>>

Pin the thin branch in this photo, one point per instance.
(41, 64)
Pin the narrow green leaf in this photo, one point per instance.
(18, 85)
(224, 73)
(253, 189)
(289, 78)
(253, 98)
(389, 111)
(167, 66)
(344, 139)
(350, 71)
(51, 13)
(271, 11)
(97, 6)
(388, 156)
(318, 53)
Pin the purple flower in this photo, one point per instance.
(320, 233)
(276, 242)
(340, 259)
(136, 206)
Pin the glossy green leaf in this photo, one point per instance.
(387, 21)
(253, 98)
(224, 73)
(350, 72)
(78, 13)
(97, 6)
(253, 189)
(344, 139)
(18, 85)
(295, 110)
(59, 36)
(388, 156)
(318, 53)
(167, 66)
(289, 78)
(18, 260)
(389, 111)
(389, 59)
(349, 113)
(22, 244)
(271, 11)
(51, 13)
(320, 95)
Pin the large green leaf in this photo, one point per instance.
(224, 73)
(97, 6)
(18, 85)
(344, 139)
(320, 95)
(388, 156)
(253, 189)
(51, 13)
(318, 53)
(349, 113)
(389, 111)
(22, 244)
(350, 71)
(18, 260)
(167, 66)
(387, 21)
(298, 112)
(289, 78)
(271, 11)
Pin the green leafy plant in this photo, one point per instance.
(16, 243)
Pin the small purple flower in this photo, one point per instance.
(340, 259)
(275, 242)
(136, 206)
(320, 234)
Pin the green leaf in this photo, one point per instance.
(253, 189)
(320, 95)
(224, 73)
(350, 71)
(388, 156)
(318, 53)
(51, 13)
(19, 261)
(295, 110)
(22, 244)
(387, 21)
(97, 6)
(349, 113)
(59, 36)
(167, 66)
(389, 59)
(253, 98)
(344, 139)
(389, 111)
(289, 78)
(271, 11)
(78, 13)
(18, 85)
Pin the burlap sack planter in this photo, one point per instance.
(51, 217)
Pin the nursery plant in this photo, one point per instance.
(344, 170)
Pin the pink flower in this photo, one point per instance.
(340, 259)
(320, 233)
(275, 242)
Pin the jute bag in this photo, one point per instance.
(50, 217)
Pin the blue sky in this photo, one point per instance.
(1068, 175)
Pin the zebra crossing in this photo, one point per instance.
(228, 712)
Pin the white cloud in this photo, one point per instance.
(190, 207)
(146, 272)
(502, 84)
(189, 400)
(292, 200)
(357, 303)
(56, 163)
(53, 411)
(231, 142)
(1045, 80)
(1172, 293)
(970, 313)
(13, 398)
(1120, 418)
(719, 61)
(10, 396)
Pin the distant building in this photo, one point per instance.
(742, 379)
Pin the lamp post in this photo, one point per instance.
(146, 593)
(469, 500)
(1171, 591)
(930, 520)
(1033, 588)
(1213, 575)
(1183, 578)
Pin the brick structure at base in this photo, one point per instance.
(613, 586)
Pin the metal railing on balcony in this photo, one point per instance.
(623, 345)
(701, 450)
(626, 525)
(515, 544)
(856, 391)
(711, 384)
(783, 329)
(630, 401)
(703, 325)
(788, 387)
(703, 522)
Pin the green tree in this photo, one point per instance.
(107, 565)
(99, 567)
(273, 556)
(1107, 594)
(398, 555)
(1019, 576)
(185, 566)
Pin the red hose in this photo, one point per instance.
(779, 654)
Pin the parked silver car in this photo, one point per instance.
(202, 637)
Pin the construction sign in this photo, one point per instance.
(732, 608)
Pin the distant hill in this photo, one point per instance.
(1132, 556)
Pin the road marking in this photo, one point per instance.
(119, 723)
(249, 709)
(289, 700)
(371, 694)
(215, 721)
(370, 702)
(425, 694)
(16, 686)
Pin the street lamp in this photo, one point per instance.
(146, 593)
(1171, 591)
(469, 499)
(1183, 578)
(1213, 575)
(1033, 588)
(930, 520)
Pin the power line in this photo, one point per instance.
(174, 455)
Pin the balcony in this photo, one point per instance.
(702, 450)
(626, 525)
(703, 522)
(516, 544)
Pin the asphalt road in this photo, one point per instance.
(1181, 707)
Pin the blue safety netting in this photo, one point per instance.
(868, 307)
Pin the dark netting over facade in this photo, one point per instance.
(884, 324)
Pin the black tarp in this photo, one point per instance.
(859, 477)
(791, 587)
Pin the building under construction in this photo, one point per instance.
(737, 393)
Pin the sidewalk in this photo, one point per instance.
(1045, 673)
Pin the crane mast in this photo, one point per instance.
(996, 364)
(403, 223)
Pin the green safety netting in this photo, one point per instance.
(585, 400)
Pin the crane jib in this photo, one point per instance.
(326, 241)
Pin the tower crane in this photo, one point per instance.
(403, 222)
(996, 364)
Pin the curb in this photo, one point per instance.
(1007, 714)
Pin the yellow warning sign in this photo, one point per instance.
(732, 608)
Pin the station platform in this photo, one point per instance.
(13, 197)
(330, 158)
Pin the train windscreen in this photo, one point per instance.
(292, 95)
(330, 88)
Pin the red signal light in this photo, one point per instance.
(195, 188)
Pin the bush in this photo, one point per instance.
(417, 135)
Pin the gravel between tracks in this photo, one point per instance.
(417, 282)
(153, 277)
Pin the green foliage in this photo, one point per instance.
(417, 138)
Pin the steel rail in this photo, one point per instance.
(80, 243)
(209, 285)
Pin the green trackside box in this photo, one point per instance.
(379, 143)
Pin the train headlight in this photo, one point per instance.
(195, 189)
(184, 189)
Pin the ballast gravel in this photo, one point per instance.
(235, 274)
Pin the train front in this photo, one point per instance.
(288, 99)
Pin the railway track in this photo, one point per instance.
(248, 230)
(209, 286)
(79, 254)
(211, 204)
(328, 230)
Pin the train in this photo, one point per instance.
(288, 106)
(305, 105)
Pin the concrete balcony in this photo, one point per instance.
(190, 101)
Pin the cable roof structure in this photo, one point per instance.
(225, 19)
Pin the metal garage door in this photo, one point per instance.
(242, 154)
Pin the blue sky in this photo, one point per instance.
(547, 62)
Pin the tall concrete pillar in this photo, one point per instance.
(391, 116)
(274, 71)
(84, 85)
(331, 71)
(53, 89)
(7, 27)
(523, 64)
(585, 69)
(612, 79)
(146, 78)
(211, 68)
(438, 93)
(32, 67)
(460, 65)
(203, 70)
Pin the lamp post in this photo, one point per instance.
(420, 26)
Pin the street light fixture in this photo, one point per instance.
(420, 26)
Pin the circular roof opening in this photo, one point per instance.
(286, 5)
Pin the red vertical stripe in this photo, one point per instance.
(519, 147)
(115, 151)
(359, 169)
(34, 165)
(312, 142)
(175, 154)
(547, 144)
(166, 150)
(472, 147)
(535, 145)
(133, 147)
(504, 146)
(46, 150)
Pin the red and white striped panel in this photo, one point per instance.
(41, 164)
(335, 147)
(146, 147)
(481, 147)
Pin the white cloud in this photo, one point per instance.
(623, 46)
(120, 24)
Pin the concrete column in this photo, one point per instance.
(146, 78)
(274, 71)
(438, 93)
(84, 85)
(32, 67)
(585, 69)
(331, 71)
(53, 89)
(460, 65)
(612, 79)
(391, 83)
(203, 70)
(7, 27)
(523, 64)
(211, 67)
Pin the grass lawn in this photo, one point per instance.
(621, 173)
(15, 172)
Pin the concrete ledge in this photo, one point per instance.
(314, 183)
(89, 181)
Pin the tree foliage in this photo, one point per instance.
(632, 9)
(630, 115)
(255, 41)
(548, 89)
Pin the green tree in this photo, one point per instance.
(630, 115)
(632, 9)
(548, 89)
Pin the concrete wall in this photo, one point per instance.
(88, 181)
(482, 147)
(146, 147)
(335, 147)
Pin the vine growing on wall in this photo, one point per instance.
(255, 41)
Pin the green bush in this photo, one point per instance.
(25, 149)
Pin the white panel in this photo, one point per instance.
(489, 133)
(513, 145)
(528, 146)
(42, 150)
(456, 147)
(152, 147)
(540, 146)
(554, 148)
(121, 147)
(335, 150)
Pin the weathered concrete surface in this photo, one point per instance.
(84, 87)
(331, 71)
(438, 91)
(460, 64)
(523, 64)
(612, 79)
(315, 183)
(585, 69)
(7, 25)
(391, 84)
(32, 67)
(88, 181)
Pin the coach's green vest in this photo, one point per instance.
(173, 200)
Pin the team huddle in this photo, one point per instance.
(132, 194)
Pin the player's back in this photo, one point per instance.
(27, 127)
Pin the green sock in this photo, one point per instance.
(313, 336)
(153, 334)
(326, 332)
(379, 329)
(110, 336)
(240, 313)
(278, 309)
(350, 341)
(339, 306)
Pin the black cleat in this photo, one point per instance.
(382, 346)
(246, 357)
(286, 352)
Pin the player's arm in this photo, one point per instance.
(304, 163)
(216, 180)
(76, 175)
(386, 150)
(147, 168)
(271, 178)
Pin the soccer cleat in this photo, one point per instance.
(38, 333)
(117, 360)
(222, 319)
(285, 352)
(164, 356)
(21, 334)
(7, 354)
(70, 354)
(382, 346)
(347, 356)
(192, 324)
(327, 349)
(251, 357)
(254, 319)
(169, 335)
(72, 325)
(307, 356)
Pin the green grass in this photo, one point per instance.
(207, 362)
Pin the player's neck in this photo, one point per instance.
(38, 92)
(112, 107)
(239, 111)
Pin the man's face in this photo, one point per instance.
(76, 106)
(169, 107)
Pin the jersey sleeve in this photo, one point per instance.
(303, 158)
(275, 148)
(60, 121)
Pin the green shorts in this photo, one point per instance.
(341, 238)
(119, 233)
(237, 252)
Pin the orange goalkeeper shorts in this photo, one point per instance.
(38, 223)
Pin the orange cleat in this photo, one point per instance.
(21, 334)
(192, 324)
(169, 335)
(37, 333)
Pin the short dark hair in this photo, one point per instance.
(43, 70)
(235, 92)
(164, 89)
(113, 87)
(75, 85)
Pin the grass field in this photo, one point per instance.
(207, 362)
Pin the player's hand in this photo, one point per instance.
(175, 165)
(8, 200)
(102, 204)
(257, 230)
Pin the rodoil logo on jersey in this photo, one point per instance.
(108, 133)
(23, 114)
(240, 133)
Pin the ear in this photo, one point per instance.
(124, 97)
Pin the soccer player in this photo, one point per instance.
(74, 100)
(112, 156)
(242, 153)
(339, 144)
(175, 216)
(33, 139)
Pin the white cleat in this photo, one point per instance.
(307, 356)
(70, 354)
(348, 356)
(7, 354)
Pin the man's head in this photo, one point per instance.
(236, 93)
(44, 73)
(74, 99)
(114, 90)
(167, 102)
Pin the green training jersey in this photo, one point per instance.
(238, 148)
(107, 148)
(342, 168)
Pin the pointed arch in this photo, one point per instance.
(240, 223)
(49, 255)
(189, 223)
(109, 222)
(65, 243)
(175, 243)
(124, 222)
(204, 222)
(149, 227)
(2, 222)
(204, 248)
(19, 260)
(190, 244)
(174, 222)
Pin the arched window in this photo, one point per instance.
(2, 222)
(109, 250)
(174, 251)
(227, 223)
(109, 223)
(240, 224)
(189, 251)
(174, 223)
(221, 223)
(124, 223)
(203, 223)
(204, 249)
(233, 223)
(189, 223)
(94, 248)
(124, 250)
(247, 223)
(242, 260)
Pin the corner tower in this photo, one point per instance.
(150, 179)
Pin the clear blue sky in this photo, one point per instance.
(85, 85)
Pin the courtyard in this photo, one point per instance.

<<

> _PROBLEM DETAILS_: Copy each line exactly, from the line containing "Pin the green training" down to the last line of the material, and no other lines.

> _WORKED ANSWER_:
Pin the green training jersey in this photo, one point per instance.
(238, 148)
(107, 148)
(342, 168)
Pin the pointed arch in this photo, one point per instance.
(240, 223)
(49, 255)
(189, 223)
(109, 222)
(65, 243)
(175, 243)
(124, 222)
(204, 222)
(149, 227)
(2, 222)
(204, 248)
(19, 260)
(190, 244)
(174, 222)
Pin the arched window in this photo, one point per instance.
(2, 222)
(109, 250)
(174, 251)
(227, 223)
(109, 223)
(240, 224)
(189, 251)
(174, 223)
(221, 223)
(124, 223)
(203, 223)
(204, 249)
(233, 223)
(189, 223)
(94, 248)
(124, 250)
(247, 223)
(242, 260)
Pin the corner tower in this photo, one point per instance.
(150, 179)
Pin the clear blue sky in this photo, one point per instance.
(85, 85)
Pin the courtyard in this photo, one point per instance.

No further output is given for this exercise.